# [TASKS]
**a.** In the text on building filter expressions in Python, which operator joins multiple conditions given for the same keyword?
**b.** Go on with the text on building filter expressions in Python, picking up right after its last line.

# [STUDY TEXT]
The matching filter expression would be <make_filter> AND <model_filter>: Attr('make').eq('Tesla') & Attr('model').eq('Model Y'). In Python, we can generate this filter expression like this:

filter_expression = None
# filter_key might be 'make' or 'model' and 'filter_value' might be 'Tesla' or 'Model Y'
for filter_key, filter_value in filter_dict:
    key_filter = Attr(filter_key).eq(filter_value)
    if not filter_expression:
        filter_expression = key_filter
    else:
        filter_expression & key_filter

return filter_expression

In plain English: loop over every keyword. If no filter_expression is set, initialize it with Attr(filter_key).eq(filter_value). If the filter_expression exists, append the next one with the binary AND operator.

However, our solution is more complex than literal string matching. First of all, we support multiple conditions on the same keyword:

filter: {
    make: {
        contains: "esl"
        notEquals: "Vesla"
    }
}

If multiple conditions are specified for the same keyword, we again combine them with the AND operator: in the example above, the ‘make’ must contain ‘esl’ AND it must not equal ‘Vesla’. To implement this in Python we need a nested loop.

filter_expression = None
# filter_key might be 'make' or 'model' and 'filter_value' is a dict of conditions and their values:
for filter_key, filter_value in filter_dict:
    # The part below replaces `key_filter = Attr(filter_key).eq(filter_value)`
    key_filter = None
    for condition, condition_value in filter_dict:
        if condition == 'contains':
            condition_filter = Attr(filter_key).contains(condition_value)
        elif condition == 'notEquals':
            condition_filter = ~Attr(filter_key).eq(condition_value)

        if not key_filter:
            # In case of the first condition (contains: "esl")
            key_filter = condition_filter
        else:
            # We always AND multiple conditions, so we AND (notEquals: "Vesla") to the
            # existing condition.
            key_filter & condition_filter

    # At this point, `key_filter` is `Attr('make').contains('esl') & ~Attr('make').eq('Vesla')`

    # From here on the code is the same as before, so we AND multiple keywords (make, model). Each
    # of these contains a key_filter as generated above.

# [EXTRACTED ENTRIES]
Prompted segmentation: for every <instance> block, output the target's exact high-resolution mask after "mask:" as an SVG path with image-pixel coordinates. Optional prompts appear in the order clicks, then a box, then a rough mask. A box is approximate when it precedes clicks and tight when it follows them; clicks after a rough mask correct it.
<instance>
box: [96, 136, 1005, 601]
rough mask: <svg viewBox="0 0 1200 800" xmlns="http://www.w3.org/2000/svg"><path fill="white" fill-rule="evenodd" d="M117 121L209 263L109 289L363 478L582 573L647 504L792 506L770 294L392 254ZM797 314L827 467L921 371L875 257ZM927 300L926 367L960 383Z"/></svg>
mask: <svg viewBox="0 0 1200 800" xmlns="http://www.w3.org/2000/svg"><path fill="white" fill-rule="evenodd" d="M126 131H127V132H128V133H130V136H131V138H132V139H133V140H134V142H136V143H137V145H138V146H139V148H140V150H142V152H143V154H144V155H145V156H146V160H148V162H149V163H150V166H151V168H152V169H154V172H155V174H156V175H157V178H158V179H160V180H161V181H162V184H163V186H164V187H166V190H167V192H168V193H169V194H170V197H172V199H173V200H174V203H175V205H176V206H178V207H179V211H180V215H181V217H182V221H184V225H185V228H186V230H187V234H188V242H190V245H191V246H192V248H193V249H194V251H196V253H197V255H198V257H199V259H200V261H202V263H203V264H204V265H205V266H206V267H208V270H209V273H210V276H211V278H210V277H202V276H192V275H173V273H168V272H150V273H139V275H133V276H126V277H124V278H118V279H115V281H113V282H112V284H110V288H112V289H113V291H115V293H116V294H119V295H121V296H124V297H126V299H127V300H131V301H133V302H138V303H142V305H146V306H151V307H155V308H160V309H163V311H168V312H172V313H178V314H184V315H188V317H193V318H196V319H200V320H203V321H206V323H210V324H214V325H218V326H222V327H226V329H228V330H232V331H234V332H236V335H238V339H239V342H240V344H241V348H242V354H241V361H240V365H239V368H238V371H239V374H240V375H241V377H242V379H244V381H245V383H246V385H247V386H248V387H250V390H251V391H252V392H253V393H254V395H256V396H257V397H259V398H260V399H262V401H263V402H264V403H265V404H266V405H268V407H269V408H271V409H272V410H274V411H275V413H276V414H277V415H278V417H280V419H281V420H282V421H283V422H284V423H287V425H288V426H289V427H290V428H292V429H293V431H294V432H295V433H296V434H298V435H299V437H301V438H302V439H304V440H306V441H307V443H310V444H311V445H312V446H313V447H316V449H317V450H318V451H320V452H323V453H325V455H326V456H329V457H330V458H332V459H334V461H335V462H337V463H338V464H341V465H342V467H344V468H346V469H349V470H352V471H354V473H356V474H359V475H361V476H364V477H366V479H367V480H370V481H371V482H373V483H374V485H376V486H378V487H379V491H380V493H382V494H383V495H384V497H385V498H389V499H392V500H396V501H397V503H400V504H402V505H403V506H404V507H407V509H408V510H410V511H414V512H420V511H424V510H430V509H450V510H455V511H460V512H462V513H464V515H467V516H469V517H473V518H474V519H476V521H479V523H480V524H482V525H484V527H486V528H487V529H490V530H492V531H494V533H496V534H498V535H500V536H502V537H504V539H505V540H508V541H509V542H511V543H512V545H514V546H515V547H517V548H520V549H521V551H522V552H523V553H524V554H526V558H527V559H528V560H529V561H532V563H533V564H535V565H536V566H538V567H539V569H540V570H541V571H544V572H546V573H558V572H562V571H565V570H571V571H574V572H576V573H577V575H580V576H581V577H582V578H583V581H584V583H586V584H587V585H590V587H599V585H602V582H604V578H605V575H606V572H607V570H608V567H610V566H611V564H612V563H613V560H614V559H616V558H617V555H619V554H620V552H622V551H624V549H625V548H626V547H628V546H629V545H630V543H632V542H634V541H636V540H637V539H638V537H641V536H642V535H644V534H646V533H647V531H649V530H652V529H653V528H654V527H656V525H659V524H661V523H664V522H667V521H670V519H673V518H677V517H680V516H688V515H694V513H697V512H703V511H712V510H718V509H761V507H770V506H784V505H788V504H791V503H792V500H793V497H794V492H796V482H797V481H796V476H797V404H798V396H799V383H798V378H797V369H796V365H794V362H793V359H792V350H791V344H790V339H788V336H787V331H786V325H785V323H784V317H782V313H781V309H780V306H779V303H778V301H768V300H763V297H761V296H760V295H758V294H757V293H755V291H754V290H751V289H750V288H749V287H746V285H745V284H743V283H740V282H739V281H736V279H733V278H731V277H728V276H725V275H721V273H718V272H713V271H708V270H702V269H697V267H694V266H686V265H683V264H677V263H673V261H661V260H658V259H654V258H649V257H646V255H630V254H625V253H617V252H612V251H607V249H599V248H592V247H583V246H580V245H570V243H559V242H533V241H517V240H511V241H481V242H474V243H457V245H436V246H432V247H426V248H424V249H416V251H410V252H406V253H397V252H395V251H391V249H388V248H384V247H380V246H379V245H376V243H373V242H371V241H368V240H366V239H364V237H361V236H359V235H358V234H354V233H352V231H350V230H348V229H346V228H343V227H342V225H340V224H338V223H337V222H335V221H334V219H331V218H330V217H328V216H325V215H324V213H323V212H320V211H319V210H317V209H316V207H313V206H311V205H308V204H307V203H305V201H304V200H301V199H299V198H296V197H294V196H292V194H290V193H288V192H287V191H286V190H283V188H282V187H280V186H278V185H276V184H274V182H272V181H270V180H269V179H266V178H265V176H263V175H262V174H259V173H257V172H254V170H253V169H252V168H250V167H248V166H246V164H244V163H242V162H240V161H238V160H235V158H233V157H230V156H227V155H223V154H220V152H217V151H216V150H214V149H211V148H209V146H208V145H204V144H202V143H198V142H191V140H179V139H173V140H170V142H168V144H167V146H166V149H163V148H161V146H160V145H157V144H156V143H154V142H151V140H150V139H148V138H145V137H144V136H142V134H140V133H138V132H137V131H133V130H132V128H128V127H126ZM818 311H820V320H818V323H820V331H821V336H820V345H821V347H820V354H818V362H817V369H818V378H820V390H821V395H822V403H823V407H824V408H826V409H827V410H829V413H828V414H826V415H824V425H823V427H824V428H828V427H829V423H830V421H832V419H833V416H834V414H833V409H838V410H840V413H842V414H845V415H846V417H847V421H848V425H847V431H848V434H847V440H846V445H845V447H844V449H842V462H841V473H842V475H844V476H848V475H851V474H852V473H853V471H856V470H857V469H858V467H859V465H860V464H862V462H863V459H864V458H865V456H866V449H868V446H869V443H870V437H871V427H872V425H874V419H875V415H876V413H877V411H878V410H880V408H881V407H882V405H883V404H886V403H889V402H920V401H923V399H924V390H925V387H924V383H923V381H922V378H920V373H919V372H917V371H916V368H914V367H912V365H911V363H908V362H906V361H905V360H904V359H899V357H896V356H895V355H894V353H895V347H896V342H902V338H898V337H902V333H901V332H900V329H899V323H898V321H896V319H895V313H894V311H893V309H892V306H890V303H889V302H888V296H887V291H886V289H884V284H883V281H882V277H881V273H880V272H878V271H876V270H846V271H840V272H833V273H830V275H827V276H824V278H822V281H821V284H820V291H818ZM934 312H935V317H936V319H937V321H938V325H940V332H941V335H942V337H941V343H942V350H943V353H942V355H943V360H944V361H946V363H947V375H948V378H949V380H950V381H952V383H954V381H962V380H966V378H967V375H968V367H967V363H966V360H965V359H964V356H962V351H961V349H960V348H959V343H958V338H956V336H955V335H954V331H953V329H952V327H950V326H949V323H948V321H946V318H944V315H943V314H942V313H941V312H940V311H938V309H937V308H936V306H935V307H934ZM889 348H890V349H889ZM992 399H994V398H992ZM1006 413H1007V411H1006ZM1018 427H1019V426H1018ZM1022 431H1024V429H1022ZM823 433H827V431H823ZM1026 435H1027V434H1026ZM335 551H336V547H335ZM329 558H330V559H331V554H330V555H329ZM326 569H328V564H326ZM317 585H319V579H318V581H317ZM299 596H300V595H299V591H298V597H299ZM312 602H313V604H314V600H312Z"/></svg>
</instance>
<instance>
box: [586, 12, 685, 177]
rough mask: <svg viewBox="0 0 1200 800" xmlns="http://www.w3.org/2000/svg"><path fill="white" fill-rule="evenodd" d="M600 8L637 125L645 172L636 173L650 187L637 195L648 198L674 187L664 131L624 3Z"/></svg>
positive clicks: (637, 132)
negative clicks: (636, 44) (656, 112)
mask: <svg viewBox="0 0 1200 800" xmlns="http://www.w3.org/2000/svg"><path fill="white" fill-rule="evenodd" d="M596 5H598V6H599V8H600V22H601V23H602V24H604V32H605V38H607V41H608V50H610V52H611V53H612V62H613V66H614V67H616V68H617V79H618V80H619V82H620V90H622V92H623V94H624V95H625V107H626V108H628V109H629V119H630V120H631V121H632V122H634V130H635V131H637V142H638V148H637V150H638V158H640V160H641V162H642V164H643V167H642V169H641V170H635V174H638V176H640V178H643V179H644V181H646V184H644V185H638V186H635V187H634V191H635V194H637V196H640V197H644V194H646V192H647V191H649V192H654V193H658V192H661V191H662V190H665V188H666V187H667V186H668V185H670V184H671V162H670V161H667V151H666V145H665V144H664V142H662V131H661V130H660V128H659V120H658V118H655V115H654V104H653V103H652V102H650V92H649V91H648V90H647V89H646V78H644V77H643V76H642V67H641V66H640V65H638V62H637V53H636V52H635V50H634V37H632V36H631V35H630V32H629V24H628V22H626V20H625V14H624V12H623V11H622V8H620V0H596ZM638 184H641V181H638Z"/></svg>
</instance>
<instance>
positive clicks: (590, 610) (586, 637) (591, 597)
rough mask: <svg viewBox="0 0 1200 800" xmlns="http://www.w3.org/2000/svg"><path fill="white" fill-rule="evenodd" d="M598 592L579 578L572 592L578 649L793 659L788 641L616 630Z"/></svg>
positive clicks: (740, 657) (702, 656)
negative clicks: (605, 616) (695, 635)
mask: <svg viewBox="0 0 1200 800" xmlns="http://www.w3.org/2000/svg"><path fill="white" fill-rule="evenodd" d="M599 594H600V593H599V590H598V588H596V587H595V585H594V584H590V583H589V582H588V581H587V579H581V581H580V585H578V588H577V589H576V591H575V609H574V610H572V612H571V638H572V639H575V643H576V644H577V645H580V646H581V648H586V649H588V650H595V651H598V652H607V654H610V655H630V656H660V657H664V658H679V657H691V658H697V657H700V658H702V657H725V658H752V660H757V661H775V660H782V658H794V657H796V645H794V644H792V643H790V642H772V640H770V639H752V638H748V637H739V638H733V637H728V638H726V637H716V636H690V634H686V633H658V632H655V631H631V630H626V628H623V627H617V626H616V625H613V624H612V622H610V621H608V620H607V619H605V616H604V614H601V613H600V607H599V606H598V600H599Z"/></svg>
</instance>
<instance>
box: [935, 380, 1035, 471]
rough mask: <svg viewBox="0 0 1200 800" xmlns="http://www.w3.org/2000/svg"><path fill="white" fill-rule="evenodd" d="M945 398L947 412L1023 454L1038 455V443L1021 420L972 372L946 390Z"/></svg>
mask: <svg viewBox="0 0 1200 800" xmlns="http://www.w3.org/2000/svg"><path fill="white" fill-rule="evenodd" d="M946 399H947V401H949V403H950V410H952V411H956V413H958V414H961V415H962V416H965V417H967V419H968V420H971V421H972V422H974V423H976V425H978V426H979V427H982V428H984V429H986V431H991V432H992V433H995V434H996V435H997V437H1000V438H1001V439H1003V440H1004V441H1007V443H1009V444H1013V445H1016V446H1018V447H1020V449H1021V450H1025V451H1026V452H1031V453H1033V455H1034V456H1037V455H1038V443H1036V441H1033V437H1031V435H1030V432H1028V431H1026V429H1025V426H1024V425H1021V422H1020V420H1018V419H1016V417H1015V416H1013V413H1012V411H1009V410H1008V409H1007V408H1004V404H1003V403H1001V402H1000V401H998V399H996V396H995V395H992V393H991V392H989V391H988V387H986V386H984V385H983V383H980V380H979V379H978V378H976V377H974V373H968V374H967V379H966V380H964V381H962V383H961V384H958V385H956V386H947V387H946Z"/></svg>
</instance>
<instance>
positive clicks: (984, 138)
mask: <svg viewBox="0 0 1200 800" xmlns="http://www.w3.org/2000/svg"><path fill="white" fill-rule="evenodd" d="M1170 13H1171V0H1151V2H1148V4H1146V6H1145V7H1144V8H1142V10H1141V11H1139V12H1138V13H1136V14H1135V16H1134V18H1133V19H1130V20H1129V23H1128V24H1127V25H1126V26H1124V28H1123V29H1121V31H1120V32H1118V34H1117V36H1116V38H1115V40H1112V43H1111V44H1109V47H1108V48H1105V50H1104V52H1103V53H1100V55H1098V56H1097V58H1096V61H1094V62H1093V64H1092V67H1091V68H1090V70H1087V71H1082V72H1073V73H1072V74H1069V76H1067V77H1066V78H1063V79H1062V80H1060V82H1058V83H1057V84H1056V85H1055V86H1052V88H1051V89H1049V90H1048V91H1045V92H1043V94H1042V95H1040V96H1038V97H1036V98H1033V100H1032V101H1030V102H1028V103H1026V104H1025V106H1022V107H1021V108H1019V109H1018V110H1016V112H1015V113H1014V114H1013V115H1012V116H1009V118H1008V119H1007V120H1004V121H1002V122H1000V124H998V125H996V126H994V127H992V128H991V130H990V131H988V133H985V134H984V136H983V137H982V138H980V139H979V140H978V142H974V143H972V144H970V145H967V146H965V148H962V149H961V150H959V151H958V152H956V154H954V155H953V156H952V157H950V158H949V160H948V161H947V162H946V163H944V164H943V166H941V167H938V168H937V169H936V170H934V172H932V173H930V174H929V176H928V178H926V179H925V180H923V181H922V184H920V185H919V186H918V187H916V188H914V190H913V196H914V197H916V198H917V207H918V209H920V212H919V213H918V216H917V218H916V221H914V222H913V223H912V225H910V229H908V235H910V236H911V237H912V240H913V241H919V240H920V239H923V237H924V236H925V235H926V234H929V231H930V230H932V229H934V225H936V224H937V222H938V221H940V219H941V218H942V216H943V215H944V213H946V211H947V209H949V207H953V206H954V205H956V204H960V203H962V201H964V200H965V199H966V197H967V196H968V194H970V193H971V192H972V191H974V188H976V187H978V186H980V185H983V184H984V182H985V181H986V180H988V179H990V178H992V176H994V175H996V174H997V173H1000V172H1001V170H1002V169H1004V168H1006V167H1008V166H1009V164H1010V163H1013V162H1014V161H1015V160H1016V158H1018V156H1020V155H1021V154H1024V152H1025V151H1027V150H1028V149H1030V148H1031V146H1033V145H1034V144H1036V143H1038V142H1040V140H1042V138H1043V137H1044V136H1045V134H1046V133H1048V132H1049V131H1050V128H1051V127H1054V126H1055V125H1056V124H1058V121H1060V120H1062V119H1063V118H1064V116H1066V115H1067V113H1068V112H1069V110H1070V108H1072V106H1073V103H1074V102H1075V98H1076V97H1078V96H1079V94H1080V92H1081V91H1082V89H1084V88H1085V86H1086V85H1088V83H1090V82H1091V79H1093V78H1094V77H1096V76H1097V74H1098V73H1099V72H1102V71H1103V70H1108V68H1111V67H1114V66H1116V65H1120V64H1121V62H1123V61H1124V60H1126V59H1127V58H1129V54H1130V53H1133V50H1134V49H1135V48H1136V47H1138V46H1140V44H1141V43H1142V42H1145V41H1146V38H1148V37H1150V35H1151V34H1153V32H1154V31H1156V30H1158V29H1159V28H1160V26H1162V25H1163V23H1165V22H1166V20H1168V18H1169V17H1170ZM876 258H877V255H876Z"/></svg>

# [ANSWERS GIVEN]
**a.** The AND operator.

**b.**
    if not filter_expression:
        filter_expression = key_filter
    else:
        filter_expression & key_filter

return filter_expression

But our filter implementation is not complete yet. The third level of filtering introduces multiple keywords per condition:

filter: {
    make: {
        containsOr: ["esl", "olks"]
        notEquals: ["Vesla", "Bolkswagen"]
    }
}

This involves another loop, where each of the values (“esl”, “olks”) gets its own filter expression. These expressions can be compounded using an AND or an OR operation, depending on the condition (containsAnd vs. containsOr). The code becomes a bit harder to follow:

filter_expression = None
# filter_key might be 'make' or 'model' and 'filter_value' is a dict of conditions and their values:
for filter_key, filter_values in filter_dict.items():

    key_filter = None
    for condition, condition_values in filter_values.items():
        condition_filter = None
        if condition == 'containsOr':
            for condition_value in condition_values:  # This the third loop, for the values in the array
                sub_key_filter = Attr(filter_key).contains(condition_value)

                if not condition_filter:
                    condition_filter = sub_key_filter
                else:
                    condition_filter | sub_key_filter  # Note the OR here. 

            # At this point, `condition_filter` is `Attr('make').contains('esl') | Attr('make').contains('olks')`

        elif condition == 'notEquals':
            for condition_value in condition_values:  # This the third loop, for the values in the array
                sub_key_filter = ~Attr(filter_key).eq(condition_value)

                if not condition_filter:
                    condition_filter = sub_key_filter
                else:
                    condition_filter & sub_key_filter  # Note the AND here. 

            # At this point, `condition_filter` is `~Attr('make').eq('Vesla') | ~Attr('make').eq('Bolkswagen')`

        if not key_filter:
            # In case of the first condition (Attr('make').contains('esl') | Attr('make').contains('olks'))
            key_filter = condition_filter
        else:
            # We always AND multiple conditions, so we AND 
            # (~Attr('make').eq('Vesla') | ~Attr('make').eq('Bolkswagen')) to the existing key_filter.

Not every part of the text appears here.